GOAL OF THE EXERCISE: Extract every line of the records below that contains the word "backwards". Reproduce each such line in full.
## Begin
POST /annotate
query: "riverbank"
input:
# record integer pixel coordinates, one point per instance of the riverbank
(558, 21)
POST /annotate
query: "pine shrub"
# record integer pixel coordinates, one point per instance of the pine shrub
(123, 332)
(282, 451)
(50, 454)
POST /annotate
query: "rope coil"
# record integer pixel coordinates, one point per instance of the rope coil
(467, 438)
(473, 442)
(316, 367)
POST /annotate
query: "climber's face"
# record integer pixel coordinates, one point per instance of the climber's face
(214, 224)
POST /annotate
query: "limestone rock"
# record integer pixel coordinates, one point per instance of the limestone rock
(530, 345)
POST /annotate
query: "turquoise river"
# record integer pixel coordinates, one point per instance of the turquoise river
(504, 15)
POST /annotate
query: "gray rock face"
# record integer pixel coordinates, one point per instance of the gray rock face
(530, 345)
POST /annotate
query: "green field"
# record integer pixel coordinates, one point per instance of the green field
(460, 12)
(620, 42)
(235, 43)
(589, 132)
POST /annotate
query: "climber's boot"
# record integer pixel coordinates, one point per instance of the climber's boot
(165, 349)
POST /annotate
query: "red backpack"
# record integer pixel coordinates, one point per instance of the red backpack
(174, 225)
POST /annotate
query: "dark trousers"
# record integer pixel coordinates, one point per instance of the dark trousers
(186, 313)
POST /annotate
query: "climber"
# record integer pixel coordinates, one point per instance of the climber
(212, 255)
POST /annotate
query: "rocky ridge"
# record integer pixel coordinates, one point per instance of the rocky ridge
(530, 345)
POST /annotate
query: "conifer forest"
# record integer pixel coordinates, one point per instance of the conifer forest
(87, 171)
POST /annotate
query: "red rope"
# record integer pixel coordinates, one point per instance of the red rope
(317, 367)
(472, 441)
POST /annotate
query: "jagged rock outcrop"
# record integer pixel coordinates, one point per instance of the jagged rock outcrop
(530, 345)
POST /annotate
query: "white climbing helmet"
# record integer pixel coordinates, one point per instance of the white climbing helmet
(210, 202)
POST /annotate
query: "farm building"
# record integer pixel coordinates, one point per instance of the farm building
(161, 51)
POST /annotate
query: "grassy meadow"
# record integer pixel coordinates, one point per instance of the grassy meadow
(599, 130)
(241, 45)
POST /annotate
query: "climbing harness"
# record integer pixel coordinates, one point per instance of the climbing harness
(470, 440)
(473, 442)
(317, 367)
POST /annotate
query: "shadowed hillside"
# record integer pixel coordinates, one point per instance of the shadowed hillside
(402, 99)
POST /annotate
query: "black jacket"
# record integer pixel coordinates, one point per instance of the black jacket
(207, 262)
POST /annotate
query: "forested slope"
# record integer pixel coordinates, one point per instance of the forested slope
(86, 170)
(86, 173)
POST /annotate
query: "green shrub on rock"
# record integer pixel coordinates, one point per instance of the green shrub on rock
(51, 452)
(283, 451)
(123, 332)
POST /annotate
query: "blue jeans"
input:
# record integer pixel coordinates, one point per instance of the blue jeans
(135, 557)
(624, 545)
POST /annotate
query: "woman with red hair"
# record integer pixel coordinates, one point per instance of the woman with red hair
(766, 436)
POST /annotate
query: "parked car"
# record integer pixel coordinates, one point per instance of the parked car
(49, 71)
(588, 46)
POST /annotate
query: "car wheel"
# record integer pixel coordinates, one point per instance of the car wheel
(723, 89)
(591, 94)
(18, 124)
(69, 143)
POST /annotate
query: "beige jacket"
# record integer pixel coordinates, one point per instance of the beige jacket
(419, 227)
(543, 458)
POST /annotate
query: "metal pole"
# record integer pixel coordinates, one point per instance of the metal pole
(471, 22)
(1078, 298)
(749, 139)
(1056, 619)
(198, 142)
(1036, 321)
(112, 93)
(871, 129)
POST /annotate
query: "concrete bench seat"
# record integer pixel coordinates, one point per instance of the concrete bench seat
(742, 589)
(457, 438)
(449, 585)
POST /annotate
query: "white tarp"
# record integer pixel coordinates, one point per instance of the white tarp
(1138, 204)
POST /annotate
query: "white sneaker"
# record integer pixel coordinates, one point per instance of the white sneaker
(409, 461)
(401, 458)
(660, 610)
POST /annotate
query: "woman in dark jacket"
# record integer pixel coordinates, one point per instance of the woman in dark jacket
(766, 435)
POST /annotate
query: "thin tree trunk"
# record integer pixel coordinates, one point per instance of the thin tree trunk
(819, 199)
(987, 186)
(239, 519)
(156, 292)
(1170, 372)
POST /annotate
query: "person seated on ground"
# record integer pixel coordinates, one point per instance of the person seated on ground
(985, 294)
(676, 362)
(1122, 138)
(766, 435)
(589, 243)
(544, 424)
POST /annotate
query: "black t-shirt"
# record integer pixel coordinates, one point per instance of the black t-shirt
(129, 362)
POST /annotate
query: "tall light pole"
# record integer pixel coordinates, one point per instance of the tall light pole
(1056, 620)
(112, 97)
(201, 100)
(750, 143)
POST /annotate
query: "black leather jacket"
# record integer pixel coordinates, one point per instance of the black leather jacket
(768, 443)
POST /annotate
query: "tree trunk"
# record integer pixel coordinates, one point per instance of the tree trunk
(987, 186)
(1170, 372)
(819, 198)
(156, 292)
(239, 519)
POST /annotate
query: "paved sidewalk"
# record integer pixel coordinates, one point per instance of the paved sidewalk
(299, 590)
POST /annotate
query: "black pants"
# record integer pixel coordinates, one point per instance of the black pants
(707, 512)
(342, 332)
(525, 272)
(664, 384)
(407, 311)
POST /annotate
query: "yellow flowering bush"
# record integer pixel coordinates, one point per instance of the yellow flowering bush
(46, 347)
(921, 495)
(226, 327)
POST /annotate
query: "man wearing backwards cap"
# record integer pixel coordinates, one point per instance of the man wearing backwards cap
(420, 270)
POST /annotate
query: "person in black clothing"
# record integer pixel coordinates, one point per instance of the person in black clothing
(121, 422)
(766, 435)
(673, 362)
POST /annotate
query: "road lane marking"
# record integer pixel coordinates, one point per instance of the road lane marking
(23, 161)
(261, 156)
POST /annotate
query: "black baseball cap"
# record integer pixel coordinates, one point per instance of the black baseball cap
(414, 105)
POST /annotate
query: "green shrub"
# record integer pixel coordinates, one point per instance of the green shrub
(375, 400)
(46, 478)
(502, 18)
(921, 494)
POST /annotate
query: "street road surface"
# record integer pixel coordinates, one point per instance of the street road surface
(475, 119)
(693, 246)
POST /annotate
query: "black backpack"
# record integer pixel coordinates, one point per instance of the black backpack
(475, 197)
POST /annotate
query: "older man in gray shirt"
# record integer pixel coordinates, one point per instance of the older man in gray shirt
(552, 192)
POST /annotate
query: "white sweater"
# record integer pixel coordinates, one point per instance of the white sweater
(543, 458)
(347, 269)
## End
SOLUTION TO THIS PROBLEM:
query: "man wearing backwards cap"
# record integer pixel coordinates, one point per instance of the man wearing backwards cap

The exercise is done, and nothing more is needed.